WORK TO BE COMPLETED: Each entry must be duplicated precisely, with nothing left out.

· · · ·

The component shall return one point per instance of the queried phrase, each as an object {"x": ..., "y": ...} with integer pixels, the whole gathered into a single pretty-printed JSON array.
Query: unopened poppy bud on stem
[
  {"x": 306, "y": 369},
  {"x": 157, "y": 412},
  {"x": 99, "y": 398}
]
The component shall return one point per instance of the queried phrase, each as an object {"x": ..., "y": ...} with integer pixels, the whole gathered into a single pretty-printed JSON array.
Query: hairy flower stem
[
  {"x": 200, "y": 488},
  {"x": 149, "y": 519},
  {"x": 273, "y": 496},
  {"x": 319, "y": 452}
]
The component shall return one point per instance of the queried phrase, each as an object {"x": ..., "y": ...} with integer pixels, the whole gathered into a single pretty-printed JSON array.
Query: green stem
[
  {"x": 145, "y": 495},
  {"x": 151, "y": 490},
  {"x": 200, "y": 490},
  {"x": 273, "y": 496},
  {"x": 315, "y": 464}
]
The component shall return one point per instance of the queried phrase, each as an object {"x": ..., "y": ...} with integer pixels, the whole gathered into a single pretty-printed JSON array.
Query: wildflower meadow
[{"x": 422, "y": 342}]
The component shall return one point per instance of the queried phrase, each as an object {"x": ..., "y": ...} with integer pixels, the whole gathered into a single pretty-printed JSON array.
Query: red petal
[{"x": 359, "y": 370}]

· · · ·

RESULT OF THIS TASK:
The component shall return one point per instance of the queried phrase, each as an object {"x": ..., "y": ...} with integer pixels, the whole gathered into a single pretty-printed JSON array.
Query: unopened poppy bud on stem
[
  {"x": 306, "y": 369},
  {"x": 157, "y": 412},
  {"x": 99, "y": 398}
]
The component shall return one point per instance of the queried phrase, each as an object {"x": ..., "y": ...} with integer pixels, the whole gathered into a single pretty-printed JSON array.
Query: hairy flower stem
[
  {"x": 200, "y": 488},
  {"x": 149, "y": 519},
  {"x": 273, "y": 496},
  {"x": 319, "y": 452}
]
The component shall return one point per instance of the queried phrase, each as an object {"x": ..., "y": ...} with integer pixels, the whole gathered into a single pretty-printed JSON array.
Query: green stem
[
  {"x": 145, "y": 495},
  {"x": 151, "y": 490},
  {"x": 200, "y": 490},
  {"x": 273, "y": 496},
  {"x": 315, "y": 464}
]
The component shall return one point per instance of the queried phrase, each as an object {"x": ..., "y": ...} with integer pixels, the whole gathered into a single pretty-printed JSON array.
Query: wildflower meadow
[{"x": 422, "y": 342}]
The component shall return one point per instance of the queried phrase, each as an object {"x": ..., "y": ...} with integer pixels, the whole gathered into a single pretty-printed JSON array.
Query: red petal
[{"x": 359, "y": 370}]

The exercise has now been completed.